Entries taken from a collection:
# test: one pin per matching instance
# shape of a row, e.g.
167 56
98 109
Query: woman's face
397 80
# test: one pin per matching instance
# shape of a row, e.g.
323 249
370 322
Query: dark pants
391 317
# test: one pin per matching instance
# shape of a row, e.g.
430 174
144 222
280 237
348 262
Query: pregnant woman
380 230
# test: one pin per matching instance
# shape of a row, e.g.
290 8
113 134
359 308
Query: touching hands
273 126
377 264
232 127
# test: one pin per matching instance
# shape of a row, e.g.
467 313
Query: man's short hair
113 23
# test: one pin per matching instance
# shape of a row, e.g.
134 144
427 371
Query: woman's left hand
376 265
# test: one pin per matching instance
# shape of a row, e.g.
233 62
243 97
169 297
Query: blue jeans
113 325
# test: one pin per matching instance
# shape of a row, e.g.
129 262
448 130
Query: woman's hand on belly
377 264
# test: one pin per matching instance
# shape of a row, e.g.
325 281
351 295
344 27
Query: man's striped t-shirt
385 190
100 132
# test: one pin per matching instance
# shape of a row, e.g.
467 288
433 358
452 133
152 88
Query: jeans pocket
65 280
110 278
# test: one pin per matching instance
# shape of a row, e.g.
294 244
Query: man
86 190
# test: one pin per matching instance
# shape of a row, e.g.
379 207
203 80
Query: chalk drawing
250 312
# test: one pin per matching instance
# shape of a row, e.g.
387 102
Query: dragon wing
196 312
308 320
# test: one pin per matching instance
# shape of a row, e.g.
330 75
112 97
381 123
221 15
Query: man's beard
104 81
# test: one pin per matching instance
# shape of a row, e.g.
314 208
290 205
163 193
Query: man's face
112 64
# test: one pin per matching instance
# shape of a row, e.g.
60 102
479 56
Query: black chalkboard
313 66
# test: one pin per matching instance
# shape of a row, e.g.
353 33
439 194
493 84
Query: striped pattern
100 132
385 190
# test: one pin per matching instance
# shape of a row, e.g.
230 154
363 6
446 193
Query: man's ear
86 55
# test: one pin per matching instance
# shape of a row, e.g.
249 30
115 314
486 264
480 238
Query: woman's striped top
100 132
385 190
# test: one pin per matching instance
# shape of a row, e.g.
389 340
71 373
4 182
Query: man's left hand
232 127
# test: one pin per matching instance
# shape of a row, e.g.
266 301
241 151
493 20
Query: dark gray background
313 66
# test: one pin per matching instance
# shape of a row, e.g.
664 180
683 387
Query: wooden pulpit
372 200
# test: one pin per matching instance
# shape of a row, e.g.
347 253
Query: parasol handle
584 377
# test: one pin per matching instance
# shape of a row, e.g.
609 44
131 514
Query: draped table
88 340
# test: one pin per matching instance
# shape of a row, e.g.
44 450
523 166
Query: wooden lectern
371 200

__WHAT YOU HAVE TO DO__
Write out all the records above one more time, exactly.

__REPLY__
# test: one pin per matching instance
# shape of a row, e.g.
167 56
98 109
Query: woman's face
397 80
# test: one pin per matching instance
# shape of a row, e.g.
323 249
370 322
Query: dark pants
391 317
# test: one pin per matching instance
# shape of a row, e.g.
430 174
144 222
280 237
348 262
Query: pregnant woman
380 230
# test: one pin per matching instance
# shape of a row, e.g.
290 8
113 134
359 308
Query: touching hands
273 126
377 264
232 127
# test: one pin per matching instance
# shape of a row, e.g.
467 313
Query: man's short hair
113 23
# test: one pin per matching instance
# shape of a row, e.g.
134 144
427 371
Query: woman's left hand
376 265
# test: one pin per matching instance
# shape of a row, e.g.
233 62
243 97
169 297
Query: blue jeans
113 325
# test: one pin per matching instance
# shape of a row, e.g.
129 262
448 130
Query: woman's hand on belly
377 264
# test: one pin per matching instance
# shape of a row, e.g.
325 281
351 295
344 27
Query: man's striped t-shirt
385 190
100 132
# test: one pin per matching instance
# shape of a row, e.g.
467 288
433 358
452 133
152 88
Query: jeans pocket
65 280
110 278
# test: one pin per matching instance
# shape of a row, e.g.
294 244
Query: man
86 190
# test: one pin per matching instance
# shape of a row, e.g.
379 207
203 80
Query: chalk drawing
250 312
# test: one pin per matching instance
# shape of a row, e.g.
387 102
Query: dragon wing
196 312
308 320
# test: one pin per matching instance
# shape of a row, e.g.
330 75
112 97
381 123
221 15
Query: man's beard
104 81
# test: one pin per matching instance
# shape of a row, e.g.
314 208
290 205
163 193
Query: man's face
112 64
# test: one pin per matching instance
# shape of a row, e.g.
60 102
479 56
Query: black chalkboard
313 66
# test: one pin per matching instance
# shape of a row, e.g.
353 33
439 194
493 84
Query: striped pattern
100 132
385 190
# test: one pin per matching instance
# shape of a row, e.g.
230 154
363 6
446 193
Query: man's ear
86 55
# test: one pin per matching instance
# shape of a row, e.g.
249 30
115 314
486 264
480 238
Query: woman's striped top
100 132
385 190
# test: one pin per matching instance
# shape of a row, e.g.
389 340
71 373
4 182
Query: man's left hand
232 127
# test: one pin per matching instance
# shape of a row, e.g.
266 301
241 151
493 20
Query: dark gray background
313 66
# test: one pin per matching instance
# shape of a row, e.g.
664 180
683 387
Query: wooden pulpit
372 200
# test: one pin per matching instance
# shape of a row, e.g.
347 253
Query: parasol handle
584 377
# test: one pin per matching instance
# shape of a row, e.g.
609 44
131 514
Query: draped table
88 340
# test: one pin per matching instance
# shape of a row, e.g.
44 450
523 166
Query: wooden lectern
371 200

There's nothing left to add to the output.